◆ **Passage for review**
/---
Ellene Alice Bailey (1853 – July 22, 1897) was an American designer and inventor specializing in clothing and household goods. She patented over a dozen of her many inventions.

==Biography==
Ellene Alice Bailey was born in Pond Fort, just south of Wentzville, Missouri, the third daughter of Robert Bailey, a judge, and Lucinda (Zumwalt) Bailey. Early in her career, she moved to New York and built a business from manufacturing her own designs or selling them for outside manufacture.

Bailey became a designer of clothing and household goods, as well as an inventor of practical devices. Her first design was the "Pond Fort boot", a close-fitting, knee-high boot that she patented in both the United States and Canada in 1880. Later clothing designs included a perforated felt chest protector, a sleeve holder, a waterproof leg protector, a detachable brassiere frame, and a corset shield.

One of her early inventions was the "Dart" needle, first patented in 1884. She initially manufactured the Dart needle herself, making the first 60,000 on her own after the man she hired for the job absconded. She later had the needle manufactured by an outside firm. Other practical objects for the home included a holder for rubber overshoes, a manicure case, a photograph album, several clocks, ornamental tables, and a hand pinking device. A number of Bailey's inventions were novelty or seasonal goods, such as a silver whisk broom and a music roll sold as a Christmas card. On occasion, she improved designs originated by other inventors to make them salable.

Bailey may have been the first American to patent a powder puff with her 1882 invention of a small drawstring cloth bag with a perforated bottom to distribute the powder evenly. She went on to invent three more variations on her powder puff, the last of them patented in 1892, and has been described as "America’s powder puff pioneer".
\---
◆ **What this task involves**
Decide whether each statement below agrees with the passage on Ellene Alice Bailey, giving yes or no and quoting the words of the passage that settle it.
1. Bailey first patented the Dart needle in 1880.
2. Bailey made the first 60,000 Dart needles herself.
3. The last of Bailey's powder puff variations was patented in 1882.

[Records from a data collection]
/---
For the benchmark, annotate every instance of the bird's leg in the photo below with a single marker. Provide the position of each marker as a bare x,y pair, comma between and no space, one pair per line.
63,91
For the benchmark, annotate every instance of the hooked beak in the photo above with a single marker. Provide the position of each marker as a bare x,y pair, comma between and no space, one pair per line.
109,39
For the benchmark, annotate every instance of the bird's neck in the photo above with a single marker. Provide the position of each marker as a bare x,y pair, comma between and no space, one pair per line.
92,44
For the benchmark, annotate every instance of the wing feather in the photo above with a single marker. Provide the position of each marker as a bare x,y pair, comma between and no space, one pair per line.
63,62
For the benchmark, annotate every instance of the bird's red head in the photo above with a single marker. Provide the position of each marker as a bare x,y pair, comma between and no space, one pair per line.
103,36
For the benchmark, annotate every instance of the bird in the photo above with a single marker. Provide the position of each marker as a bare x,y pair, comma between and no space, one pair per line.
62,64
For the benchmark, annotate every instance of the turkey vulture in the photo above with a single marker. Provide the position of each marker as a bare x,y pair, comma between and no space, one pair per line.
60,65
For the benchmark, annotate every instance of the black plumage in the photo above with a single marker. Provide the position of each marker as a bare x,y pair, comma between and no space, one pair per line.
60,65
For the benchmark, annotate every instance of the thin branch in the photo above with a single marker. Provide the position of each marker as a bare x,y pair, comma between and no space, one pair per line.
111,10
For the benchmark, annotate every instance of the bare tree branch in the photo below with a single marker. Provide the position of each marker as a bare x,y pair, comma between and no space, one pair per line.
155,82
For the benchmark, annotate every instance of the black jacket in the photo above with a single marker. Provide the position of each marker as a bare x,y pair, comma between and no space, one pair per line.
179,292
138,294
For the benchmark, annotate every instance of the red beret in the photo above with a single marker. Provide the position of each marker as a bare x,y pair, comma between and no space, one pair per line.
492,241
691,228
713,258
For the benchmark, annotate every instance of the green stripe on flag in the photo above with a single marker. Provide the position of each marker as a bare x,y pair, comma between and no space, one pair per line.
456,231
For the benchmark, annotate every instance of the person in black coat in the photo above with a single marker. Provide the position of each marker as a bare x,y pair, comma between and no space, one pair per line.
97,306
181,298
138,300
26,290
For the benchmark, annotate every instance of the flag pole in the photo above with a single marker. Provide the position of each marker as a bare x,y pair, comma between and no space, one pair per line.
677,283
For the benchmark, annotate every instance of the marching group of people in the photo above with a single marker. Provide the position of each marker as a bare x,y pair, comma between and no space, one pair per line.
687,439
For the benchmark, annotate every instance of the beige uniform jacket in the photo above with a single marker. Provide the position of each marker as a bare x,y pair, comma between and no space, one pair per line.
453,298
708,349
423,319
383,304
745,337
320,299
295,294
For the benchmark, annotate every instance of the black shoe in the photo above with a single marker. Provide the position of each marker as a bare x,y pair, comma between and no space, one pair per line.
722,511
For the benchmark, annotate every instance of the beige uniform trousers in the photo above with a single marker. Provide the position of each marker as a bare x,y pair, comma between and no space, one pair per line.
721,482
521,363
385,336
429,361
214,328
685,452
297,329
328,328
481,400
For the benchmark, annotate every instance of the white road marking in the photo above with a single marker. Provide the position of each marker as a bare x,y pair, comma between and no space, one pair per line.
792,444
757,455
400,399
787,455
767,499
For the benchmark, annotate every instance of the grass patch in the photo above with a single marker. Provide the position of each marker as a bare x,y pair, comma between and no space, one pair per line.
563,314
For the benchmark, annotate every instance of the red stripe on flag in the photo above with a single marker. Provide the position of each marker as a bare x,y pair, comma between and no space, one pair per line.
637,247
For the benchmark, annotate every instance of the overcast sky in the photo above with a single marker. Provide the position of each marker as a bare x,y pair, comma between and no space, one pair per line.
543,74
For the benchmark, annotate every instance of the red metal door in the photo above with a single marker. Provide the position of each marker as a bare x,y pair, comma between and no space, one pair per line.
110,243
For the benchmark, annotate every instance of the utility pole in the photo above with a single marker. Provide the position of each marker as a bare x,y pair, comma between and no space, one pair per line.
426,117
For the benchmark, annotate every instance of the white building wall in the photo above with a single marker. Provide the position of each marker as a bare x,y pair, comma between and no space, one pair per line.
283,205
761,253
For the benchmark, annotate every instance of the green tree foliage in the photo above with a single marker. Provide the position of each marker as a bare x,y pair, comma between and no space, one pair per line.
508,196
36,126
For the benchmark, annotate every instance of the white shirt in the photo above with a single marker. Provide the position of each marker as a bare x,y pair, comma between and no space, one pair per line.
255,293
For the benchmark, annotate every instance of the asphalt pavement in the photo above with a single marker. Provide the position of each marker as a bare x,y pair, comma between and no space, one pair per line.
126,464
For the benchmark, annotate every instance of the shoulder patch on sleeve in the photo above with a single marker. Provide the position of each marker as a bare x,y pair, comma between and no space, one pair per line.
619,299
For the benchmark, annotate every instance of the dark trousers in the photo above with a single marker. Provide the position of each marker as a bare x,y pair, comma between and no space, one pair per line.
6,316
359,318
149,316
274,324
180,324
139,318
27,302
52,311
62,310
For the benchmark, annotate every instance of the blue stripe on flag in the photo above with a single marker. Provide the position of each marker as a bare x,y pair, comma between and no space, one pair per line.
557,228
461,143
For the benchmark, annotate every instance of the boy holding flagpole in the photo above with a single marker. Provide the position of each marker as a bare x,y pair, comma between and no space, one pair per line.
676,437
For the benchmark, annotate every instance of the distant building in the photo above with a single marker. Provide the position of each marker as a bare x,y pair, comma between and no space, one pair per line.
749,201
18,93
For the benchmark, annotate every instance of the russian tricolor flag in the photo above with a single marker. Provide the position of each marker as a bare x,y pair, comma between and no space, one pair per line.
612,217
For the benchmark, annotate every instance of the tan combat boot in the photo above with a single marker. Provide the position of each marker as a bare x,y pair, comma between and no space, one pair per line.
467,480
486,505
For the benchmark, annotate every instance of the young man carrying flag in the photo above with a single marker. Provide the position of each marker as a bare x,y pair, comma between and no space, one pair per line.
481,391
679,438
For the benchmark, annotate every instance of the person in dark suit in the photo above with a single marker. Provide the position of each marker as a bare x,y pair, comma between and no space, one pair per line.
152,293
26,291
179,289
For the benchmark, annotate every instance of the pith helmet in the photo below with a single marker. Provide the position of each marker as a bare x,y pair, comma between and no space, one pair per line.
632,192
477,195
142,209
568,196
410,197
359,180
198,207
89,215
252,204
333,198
\---
◆ **Response area**
1. No: "first patented in 1884"
2. Yes: "making the first 60,000 on her own"
3. No: "the last of them patented in 1892"